What you need to do:
Rename "whitewashed wall" to "painted wall" in the records from the line with "Annotation task — pin every instance of the blue" through the end of the records. Give those lines again with nothing else changed.

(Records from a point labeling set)
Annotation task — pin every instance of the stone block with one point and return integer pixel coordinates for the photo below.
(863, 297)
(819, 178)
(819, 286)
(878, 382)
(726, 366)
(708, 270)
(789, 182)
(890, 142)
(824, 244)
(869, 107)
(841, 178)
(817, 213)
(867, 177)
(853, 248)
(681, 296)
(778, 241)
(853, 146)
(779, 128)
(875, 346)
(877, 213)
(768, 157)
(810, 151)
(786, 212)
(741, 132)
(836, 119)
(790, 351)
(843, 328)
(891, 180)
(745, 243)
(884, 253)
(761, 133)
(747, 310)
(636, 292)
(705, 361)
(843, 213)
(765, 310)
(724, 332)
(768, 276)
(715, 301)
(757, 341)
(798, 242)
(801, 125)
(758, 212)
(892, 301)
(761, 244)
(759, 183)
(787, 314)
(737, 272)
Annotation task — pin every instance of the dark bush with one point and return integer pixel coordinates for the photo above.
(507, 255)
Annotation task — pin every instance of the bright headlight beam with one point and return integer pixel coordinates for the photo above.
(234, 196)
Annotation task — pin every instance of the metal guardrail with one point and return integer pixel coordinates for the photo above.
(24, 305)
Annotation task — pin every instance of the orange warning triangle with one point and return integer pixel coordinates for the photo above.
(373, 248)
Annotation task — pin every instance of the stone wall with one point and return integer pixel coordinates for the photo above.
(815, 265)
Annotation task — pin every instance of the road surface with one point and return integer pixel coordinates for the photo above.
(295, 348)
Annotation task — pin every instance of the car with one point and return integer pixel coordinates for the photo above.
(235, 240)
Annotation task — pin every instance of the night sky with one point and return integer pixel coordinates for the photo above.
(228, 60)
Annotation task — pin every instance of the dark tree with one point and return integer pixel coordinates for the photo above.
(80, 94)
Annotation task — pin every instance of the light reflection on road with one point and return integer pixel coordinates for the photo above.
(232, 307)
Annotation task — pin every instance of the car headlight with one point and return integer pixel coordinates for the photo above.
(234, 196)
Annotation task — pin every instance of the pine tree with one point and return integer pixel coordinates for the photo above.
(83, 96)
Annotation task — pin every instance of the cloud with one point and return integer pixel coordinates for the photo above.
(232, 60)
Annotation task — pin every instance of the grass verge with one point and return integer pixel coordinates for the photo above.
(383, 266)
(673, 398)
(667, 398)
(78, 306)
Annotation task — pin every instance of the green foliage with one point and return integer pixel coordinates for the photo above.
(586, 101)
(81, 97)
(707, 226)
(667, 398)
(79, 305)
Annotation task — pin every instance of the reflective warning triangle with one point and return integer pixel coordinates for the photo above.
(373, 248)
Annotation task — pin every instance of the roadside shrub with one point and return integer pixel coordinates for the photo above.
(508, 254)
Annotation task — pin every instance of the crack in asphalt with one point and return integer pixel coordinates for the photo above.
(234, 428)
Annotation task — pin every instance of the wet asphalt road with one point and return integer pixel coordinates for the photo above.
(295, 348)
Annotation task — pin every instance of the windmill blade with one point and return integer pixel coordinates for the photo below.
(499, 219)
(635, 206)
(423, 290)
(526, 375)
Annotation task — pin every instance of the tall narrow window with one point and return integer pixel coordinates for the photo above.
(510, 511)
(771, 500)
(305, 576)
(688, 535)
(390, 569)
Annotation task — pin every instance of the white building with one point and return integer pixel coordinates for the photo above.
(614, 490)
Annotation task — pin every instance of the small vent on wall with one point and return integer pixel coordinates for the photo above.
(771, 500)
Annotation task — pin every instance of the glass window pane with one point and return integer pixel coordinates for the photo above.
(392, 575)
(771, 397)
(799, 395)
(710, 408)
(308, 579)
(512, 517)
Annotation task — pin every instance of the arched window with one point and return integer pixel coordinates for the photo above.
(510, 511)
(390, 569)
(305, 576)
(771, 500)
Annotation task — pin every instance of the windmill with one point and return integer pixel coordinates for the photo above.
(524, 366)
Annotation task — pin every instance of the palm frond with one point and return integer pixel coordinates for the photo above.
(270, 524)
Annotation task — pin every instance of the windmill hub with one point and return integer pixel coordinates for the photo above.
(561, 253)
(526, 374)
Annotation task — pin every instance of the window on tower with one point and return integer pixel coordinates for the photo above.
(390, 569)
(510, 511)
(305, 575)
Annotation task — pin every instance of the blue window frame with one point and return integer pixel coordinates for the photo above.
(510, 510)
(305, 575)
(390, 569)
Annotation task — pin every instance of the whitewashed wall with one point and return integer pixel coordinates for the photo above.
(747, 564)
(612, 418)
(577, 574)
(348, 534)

Task response:
Annotation task — pin every instance of the blue window frame with one point and return integer pixel coordinates for the photo above.
(510, 510)
(305, 575)
(390, 569)
Annotation task — pin every instance of the painted wall with one point and return integer pixel coordinates for the photo above.
(747, 564)
(612, 418)
(577, 574)
(348, 534)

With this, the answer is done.